--- Start of LISTING ---

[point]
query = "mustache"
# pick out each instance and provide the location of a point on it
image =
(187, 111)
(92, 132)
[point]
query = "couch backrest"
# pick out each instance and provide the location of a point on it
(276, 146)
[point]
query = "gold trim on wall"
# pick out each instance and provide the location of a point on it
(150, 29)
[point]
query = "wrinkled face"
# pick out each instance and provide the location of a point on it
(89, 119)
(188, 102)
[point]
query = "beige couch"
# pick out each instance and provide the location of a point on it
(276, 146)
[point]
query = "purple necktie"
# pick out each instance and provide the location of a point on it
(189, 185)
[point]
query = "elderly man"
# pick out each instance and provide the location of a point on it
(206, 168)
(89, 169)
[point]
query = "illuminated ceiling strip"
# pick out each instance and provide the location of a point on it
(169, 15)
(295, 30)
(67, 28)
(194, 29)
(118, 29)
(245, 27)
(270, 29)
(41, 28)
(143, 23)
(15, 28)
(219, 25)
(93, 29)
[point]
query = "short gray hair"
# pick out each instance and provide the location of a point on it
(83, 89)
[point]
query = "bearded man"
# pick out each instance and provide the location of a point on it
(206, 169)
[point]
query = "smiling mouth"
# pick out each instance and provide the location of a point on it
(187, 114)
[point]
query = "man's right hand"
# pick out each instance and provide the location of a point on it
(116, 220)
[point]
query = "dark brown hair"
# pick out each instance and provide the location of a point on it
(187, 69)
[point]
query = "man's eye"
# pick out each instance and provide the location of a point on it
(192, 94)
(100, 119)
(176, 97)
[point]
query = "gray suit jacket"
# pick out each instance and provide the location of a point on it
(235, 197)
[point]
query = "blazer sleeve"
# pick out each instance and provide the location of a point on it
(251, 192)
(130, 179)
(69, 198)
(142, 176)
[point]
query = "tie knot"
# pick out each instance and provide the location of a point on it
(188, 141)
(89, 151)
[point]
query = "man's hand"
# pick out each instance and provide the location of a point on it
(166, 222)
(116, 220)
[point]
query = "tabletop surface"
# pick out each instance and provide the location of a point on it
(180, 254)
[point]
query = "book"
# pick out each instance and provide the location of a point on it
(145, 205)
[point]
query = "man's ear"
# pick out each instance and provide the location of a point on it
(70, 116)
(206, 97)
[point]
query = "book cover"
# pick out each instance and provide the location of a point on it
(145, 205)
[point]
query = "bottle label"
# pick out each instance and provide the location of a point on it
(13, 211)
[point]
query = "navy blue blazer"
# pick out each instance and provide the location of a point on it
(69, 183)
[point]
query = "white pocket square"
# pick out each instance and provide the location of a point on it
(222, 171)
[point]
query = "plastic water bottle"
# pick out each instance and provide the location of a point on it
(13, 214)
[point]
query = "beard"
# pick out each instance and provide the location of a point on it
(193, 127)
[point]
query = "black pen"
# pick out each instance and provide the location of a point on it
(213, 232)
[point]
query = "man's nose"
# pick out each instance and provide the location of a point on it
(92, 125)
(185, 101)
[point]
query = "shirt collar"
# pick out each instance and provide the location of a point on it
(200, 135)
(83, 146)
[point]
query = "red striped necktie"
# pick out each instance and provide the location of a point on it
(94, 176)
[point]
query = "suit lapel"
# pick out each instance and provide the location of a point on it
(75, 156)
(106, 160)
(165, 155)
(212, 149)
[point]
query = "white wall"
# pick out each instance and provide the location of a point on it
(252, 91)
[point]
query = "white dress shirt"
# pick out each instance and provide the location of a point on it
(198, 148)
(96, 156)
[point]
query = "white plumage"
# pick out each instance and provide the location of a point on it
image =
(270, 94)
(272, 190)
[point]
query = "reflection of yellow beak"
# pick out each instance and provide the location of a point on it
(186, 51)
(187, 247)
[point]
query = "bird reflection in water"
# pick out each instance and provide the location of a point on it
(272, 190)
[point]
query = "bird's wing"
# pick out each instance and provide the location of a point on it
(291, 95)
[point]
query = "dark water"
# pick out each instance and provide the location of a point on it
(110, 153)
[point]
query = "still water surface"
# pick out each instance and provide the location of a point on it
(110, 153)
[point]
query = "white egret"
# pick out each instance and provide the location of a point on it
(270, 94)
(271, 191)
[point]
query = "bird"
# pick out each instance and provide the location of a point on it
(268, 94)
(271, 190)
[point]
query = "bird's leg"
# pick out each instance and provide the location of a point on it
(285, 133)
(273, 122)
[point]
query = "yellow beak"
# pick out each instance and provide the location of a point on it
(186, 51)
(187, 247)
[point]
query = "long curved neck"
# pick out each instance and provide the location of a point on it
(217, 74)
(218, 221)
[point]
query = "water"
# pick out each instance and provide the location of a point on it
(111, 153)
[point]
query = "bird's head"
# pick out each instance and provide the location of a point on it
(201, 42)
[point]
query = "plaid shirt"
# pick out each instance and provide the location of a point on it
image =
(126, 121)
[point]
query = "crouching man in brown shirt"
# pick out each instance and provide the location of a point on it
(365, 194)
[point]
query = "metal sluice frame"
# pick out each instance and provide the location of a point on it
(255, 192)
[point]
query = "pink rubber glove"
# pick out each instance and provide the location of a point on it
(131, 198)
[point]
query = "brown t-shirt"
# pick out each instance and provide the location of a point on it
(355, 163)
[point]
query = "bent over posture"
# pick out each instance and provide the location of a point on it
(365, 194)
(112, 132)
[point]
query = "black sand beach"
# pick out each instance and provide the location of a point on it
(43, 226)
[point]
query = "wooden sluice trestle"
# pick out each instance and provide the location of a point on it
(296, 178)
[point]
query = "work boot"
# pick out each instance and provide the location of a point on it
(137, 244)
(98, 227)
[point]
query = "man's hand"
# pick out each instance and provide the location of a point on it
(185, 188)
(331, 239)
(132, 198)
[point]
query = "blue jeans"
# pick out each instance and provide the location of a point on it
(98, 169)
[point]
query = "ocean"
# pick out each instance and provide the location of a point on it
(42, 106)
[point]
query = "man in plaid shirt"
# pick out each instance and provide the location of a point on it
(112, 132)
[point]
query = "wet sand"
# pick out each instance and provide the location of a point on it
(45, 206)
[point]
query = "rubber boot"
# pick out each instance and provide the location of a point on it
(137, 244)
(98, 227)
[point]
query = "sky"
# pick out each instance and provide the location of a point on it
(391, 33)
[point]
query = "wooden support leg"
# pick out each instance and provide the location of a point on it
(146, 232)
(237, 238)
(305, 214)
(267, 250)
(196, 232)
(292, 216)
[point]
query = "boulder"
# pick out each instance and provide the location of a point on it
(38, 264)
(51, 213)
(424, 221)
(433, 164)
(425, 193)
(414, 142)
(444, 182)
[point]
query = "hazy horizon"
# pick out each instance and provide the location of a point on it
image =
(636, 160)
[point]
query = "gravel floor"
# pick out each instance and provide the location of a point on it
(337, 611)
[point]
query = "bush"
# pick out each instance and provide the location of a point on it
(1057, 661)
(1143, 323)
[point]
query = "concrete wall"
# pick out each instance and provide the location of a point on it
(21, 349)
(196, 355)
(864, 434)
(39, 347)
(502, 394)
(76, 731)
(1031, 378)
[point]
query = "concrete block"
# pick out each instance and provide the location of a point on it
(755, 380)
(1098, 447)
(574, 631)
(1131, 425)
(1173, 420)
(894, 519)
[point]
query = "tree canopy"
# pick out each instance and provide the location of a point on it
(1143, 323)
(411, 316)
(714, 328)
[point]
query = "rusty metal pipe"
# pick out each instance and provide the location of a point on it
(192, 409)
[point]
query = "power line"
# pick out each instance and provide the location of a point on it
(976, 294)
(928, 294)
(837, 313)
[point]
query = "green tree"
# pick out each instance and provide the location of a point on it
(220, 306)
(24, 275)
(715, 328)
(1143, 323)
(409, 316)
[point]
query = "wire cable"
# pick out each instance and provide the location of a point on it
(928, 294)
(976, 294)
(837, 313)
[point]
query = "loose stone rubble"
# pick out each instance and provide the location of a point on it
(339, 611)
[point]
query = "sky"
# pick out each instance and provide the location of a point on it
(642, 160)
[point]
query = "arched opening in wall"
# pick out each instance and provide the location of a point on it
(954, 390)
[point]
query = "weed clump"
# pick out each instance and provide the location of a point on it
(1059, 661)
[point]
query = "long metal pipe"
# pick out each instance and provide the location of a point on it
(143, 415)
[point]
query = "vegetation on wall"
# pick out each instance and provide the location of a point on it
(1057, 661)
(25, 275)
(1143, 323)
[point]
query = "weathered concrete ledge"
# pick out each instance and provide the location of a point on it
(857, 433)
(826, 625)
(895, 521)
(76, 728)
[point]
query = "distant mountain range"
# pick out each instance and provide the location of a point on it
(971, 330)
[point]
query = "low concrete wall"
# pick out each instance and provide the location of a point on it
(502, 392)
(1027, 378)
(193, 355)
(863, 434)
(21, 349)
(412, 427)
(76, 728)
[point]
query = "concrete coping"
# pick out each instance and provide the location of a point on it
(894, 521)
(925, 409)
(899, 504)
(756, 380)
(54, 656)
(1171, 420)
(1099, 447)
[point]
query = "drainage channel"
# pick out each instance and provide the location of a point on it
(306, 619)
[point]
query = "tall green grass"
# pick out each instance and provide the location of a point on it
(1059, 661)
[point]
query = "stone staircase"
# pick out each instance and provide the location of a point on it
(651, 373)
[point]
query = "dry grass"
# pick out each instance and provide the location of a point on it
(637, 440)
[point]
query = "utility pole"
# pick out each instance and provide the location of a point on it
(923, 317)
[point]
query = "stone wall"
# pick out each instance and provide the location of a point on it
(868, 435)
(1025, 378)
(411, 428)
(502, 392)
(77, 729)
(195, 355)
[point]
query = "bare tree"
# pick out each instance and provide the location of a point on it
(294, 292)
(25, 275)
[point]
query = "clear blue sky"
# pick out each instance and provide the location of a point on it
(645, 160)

--- End of LISTING ---

YOUR GOAL – Return each line of the material above that contains the word "black". Case counts.

TASK RESULT –
query = "black pen"
query = "black sand beach"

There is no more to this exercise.